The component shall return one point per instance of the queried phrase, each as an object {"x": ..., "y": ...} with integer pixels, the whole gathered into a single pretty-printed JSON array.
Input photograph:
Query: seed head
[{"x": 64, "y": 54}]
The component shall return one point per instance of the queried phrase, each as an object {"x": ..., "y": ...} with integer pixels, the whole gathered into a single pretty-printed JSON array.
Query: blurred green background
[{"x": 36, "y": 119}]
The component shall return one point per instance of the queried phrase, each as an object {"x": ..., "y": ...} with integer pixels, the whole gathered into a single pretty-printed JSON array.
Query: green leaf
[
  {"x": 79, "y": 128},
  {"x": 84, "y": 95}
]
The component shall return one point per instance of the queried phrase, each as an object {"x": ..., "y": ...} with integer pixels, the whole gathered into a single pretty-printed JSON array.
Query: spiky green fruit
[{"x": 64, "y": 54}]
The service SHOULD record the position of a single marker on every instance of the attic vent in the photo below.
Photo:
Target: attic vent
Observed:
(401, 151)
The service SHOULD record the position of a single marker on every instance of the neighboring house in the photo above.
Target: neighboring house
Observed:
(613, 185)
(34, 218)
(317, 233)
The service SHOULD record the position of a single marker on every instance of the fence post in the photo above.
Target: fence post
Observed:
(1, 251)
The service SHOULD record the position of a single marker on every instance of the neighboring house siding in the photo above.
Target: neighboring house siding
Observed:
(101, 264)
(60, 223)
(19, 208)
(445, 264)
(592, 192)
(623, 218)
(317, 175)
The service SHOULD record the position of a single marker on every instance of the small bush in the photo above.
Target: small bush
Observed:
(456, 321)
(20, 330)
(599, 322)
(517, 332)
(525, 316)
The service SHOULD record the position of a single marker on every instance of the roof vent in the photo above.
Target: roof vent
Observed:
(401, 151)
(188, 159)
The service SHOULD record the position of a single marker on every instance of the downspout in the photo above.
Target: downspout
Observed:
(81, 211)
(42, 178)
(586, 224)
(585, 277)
——
• Goal
Rewrite all of the items above with every "Observed" switched to "Located", keeping everything else the same.

• Exercise solution
The component shall return one point per instance of the queried phrase, each as an object {"x": ..., "y": ...} with integer pixels, the whole gathered into a single pretty-printed JSON array.
Input photograph:
Query: seed head
[{"x": 64, "y": 54}]
The component shall return one point per instance of the queried phrase, each as an object {"x": ..., "y": ...} with integer pixels, the whole gathered into a single pretty-printed JSON array.
Query: blurred green background
[{"x": 36, "y": 119}]
The component shall return one point per instance of the queried phrase, each as an object {"x": ..., "y": ...} with integer pixels, the whole gathered into a single pretty-printed JSON array.
Query: green leaf
[
  {"x": 79, "y": 128},
  {"x": 84, "y": 95}
]
The component shall return one point per instance of the queried phrase, each as an object {"x": ..., "y": ...} with integer pixels, the whole gathered into a single pretty-printed JSON array.
Query: spiky green fruit
[{"x": 64, "y": 54}]
The service SHOULD record the position of a single marker on every instance of the attic vent in the photo below.
Photo:
Target: attic vent
Located:
(401, 151)
The service SHOULD record the position of a single marker on every instance of the neighboring house in the photo above.
Target: neighboring house
Located:
(613, 185)
(34, 218)
(317, 233)
The service SHOULD record the position of a single marker on every instance of the fence post in the photo above.
Target: fence post
Located:
(1, 251)
The service SHOULD record the position of a single marker on every instance of the neighboring house siding in the photo above.
Target: neighboring house siding
Located:
(101, 264)
(60, 223)
(19, 208)
(445, 264)
(592, 192)
(623, 218)
(317, 175)
The service SHOULD record the position of a single marker on every instance of the small bush in the photo above.
Target: small bush
Located:
(456, 321)
(20, 330)
(599, 322)
(517, 332)
(525, 316)
The service SHOULD record the position of a single marker on every instance of the roof vent in the photo above.
Target: roof vent
Located:
(401, 151)
(188, 159)
The service SHOULD record the position of a single marker on every instance of the downspout in the photo above.
Target: downspout
Located:
(81, 211)
(42, 178)
(586, 224)
(585, 277)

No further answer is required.